___ Record extracts

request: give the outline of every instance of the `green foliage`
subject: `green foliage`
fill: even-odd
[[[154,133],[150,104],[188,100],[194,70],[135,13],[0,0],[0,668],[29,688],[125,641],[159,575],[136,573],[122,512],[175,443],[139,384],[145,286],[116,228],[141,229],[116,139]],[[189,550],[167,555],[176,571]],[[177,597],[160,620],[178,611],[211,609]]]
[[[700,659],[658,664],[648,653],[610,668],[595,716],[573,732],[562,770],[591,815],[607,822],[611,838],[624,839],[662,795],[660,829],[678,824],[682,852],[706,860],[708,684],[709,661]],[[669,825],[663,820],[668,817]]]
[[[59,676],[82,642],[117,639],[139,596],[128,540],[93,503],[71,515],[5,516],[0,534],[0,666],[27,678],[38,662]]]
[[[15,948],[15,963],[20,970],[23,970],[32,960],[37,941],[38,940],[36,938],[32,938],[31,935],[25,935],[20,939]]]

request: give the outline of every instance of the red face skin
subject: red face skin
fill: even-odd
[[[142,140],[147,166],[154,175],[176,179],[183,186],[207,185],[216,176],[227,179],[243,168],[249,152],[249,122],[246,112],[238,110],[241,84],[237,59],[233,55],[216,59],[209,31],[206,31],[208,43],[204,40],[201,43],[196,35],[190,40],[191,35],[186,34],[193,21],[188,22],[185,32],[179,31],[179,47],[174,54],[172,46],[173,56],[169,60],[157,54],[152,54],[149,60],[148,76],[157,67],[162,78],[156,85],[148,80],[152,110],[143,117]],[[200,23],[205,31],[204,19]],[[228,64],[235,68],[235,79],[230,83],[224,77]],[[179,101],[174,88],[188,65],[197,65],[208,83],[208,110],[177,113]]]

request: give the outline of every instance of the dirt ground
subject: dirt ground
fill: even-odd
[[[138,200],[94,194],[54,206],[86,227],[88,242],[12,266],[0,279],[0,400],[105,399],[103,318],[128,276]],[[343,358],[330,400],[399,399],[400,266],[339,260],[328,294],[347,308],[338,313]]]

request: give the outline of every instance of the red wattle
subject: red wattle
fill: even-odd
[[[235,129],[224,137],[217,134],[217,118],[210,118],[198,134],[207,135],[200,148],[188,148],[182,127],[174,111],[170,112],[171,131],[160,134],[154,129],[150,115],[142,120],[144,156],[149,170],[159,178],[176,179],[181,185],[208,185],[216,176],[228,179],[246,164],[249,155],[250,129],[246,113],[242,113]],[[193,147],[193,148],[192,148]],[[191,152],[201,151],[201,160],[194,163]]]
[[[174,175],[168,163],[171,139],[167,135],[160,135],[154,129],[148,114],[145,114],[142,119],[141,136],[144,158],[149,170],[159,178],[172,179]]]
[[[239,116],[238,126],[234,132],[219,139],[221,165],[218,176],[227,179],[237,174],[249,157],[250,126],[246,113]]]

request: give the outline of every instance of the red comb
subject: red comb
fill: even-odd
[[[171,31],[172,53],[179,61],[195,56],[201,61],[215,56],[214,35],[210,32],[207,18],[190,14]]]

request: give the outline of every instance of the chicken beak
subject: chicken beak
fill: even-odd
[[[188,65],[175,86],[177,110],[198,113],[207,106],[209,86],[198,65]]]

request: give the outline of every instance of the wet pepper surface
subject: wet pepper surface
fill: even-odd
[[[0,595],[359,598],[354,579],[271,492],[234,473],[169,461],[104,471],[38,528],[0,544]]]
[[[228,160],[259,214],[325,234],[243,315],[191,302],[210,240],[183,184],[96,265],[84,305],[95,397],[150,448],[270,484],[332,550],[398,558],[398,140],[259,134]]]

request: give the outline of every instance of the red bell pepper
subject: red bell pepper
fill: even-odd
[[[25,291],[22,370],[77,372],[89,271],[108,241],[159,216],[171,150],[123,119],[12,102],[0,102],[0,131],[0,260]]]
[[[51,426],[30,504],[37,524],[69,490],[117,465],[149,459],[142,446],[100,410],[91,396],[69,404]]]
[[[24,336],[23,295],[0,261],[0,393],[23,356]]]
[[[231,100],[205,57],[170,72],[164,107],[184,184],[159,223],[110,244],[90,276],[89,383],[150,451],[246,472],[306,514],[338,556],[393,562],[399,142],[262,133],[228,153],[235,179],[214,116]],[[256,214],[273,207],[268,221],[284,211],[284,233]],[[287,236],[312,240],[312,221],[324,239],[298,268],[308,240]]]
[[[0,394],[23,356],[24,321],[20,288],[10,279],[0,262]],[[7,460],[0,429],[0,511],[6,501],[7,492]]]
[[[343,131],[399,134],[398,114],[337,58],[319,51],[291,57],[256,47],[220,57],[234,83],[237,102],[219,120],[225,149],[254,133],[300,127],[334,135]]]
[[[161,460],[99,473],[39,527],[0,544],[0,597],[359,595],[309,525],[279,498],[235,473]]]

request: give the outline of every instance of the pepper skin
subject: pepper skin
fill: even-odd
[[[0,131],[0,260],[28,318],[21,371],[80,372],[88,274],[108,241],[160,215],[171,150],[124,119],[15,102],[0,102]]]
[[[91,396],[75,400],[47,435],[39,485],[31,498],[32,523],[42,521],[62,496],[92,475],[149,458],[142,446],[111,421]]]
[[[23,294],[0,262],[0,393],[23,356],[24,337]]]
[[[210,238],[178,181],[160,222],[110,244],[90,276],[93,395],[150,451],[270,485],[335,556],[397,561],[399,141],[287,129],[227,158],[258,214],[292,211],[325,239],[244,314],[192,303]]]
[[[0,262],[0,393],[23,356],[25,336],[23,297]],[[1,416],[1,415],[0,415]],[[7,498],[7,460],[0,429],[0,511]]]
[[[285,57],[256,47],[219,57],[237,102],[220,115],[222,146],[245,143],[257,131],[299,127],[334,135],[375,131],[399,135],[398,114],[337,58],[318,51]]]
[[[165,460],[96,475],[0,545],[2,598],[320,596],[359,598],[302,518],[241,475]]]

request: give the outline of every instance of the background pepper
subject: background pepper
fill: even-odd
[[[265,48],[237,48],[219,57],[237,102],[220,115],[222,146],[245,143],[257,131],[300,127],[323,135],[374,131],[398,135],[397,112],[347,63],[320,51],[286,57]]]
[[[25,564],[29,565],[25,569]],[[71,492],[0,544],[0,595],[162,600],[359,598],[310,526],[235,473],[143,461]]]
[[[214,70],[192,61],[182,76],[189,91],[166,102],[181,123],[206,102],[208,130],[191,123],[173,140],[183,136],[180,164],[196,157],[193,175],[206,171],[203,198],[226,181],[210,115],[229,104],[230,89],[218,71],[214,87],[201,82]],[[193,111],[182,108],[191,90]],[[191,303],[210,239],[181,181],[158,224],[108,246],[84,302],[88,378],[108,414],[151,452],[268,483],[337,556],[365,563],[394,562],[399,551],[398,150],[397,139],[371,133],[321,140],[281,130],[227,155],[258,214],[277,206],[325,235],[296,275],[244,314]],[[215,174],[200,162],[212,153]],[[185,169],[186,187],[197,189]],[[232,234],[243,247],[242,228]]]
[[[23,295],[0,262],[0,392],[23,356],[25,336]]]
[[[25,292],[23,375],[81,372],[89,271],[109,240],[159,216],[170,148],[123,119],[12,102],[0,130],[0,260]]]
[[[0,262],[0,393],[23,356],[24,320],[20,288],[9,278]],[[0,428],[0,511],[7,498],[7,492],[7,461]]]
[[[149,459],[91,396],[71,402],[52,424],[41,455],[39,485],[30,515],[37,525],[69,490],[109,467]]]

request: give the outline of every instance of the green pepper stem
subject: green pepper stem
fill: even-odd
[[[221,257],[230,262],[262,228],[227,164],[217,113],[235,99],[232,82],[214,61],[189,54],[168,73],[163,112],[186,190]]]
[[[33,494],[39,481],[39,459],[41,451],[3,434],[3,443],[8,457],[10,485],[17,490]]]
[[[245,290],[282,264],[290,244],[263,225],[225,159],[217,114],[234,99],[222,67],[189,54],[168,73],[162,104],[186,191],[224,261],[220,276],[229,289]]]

______

▶ _What to do_: Exactly the lines above from the one with "request: give the outline of every instance of the background" to the one with "subject: background pepper", both included, are to be quoted; leave the rest out.

▶ _Exercise answer_:
request: give the outline of every instance of the background pepper
subject: background pepper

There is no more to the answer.